DOCUMENT TEXT:
Dijkstra's Algorithm With Back Tracking?
Solution 1:
Dijkstra algorithm always finds the shortest path (in graphs without negative edges) and never backtracks. It is easy to reason about it.
Always choosing the minimum
Think about a node and its edges (it's just part of a larger graph):
6 _ 3
| /
14| /9
|/
1-------2
7
Dijkstra's algorithm will begin choosing the edge 1-2 (7). I does so because it is the minimum it has seen so far. It then sets the value of the shortest path to 2 as 7. It will never change this value again, because any other path from 1 to 2 must be larger (as it must start with one of the edges 1-3 (9) or 1-6 (14)).

SUPPLIED DATA:
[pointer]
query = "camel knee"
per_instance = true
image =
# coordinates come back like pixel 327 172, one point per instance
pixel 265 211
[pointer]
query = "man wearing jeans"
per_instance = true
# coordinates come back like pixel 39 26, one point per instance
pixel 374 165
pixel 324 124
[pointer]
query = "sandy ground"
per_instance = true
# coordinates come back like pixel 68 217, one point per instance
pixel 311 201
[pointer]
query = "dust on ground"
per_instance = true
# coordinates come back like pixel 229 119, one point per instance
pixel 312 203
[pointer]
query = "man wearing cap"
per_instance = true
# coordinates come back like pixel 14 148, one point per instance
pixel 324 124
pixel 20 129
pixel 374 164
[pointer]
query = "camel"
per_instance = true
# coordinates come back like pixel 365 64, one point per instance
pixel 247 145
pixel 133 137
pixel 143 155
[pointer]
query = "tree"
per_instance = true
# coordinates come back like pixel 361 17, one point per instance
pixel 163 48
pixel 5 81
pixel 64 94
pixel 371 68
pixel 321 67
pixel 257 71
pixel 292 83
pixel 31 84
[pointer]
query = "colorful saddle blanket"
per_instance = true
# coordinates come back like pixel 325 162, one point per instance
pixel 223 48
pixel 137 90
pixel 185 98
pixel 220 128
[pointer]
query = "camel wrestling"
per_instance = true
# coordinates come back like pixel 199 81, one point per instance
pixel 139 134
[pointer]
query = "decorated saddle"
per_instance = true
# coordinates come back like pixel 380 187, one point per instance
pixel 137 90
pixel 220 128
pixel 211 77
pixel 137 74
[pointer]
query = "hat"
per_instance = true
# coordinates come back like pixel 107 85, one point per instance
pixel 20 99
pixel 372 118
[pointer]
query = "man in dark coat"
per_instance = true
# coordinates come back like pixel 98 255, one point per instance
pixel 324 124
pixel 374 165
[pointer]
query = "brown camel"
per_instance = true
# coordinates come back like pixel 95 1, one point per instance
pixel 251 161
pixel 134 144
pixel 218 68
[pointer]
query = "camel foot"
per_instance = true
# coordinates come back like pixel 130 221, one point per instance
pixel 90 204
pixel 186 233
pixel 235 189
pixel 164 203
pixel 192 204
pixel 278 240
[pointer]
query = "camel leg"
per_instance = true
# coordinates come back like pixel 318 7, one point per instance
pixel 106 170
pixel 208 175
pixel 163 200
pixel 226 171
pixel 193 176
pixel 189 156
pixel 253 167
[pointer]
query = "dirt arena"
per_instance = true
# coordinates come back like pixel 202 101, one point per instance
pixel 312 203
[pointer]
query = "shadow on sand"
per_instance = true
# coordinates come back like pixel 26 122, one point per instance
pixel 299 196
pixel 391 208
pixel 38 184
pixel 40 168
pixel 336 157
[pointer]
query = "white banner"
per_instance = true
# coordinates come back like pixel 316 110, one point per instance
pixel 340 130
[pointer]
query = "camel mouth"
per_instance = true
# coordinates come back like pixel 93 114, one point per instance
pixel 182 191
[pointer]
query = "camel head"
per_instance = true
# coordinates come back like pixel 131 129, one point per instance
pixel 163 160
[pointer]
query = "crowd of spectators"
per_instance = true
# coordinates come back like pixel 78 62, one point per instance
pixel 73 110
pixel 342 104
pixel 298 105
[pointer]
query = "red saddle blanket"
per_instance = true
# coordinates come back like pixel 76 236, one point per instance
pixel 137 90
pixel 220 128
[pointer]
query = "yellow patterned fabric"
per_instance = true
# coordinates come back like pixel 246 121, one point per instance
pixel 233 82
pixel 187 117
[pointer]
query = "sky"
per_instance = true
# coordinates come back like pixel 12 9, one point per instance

TASKS TO COMPLETE:
[A] Copy from the text on Dijkstra's algorithm the passage from "Always choosing the" up to and including "or 1-6 (14)).".
[B] Decide whether each statement agrees with the text on Dijkstra's algorithm, and support each yes or no with the deciding words quoted from it. (i) Dijkstra's algorithm never backtracks. (ii) In the example, the algorithm begins by choosing the edge from 1 to 6. (iii) Once the shortest path to node 2 is set to 7, the algorithm may change that value later.

RESPONSE LIST:
[A]
Always choosing the minimum
Think about a node and its edges (it's just part of a larger graph):
6 _ 3
| /
14| /9
|/
1-------2
7
Dijkstra's algorithm will begin choosing the edge 1-2 (7). I does so because it is the minimum it has seen so far. It then sets the value of the shortest path to 2 as 7. It will never change this value again, because any other path from 1 to 2 must be larger (as it must start with one of the edges 1-3 (9) or 1-6 (14)).

[B]
(i) Yes: "never backtracks"
(ii) No: "Dijkstra's algorithm will begin choosing the edge 1-2 (7)."
(iii) No: "It will never change this value again"